[Extracted data entries]
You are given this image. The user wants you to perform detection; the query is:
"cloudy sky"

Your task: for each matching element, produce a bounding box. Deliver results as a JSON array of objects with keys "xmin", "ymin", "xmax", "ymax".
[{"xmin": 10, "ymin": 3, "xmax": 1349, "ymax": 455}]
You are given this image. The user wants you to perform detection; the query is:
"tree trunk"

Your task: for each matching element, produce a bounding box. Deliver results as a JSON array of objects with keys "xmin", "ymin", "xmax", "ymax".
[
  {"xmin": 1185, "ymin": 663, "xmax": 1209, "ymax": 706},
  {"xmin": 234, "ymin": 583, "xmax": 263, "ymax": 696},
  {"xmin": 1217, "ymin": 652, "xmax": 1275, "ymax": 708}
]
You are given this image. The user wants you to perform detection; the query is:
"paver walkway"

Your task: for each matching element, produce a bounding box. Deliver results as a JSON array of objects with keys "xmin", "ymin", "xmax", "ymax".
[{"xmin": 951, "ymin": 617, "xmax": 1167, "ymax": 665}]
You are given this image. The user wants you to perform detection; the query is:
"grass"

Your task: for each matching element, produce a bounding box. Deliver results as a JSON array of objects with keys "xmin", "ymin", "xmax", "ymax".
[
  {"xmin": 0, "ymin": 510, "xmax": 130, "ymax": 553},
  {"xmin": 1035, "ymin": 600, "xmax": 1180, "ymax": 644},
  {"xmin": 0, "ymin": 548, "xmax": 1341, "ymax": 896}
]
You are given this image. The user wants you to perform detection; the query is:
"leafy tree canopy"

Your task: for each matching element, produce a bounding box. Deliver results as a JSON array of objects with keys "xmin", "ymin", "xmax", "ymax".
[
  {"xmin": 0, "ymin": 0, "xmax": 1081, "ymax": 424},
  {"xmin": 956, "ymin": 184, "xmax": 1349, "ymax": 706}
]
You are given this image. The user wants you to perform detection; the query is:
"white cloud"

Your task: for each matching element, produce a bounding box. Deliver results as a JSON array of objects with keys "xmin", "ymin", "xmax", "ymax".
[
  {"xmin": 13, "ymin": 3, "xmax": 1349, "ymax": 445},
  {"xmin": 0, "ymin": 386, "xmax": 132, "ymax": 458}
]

→ **Exercise objective**
Copy the rows above word for word.

→ **Exercise result**
You are given this image. The user wants you to perform detection; the query is:
"cloudy sky"

Your task: for each matching element, produce a bounding box. Deliver results as a JSON array of objects with keys "xmin", "ymin", "xmax", "ymax".
[{"xmin": 10, "ymin": 3, "xmax": 1349, "ymax": 455}]
You are given this image. The user wants you to perform detection; the query is:
"tree trunk"

Your task: for each matching element, produce a bounding box. Deliver results as a JSON array of objects with keys "xmin", "ymin", "xmax", "ymax".
[
  {"xmin": 1185, "ymin": 663, "xmax": 1209, "ymax": 706},
  {"xmin": 234, "ymin": 583, "xmax": 263, "ymax": 696},
  {"xmin": 1217, "ymin": 652, "xmax": 1275, "ymax": 708}
]
You are given this image. The user wants you to perform detection; the query is:
"paver walkway"

Your task: for each matching element, produce a bounding box. Deliver results as a JSON array of objects with keys "xmin", "ymin", "xmax", "ymax".
[{"xmin": 951, "ymin": 617, "xmax": 1167, "ymax": 665}]
You are given this image. The user wants you to perform detection; the query is:
"grass"

Your task: for each matching element, produce a bounding box. Deliver results as a JSON array of objects with keys "xmin", "ymin", "xmax", "ymax".
[
  {"xmin": 0, "ymin": 510, "xmax": 130, "ymax": 553},
  {"xmin": 1035, "ymin": 600, "xmax": 1180, "ymax": 644},
  {"xmin": 0, "ymin": 548, "xmax": 1341, "ymax": 896}
]
You are given this image. The user wants you to perform detection; the query is:
"leafy tree canopy"

Your task: for each matching element, produce a bounding box. Deliver results as a JSON array of objects with keys "xmin", "ymin", "xmax", "ymax".
[
  {"xmin": 0, "ymin": 0, "xmax": 1081, "ymax": 424},
  {"xmin": 956, "ymin": 184, "xmax": 1349, "ymax": 706}
]
You are given this image. The user wants you to perform detection; the query is:
"white cloud"

Your task: for each matching element, produce a bounding box. Deliver results as a JSON array of objects with keys "xmin", "ymin", "xmax", "ymax".
[
  {"xmin": 13, "ymin": 3, "xmax": 1349, "ymax": 445},
  {"xmin": 0, "ymin": 386, "xmax": 132, "ymax": 458}
]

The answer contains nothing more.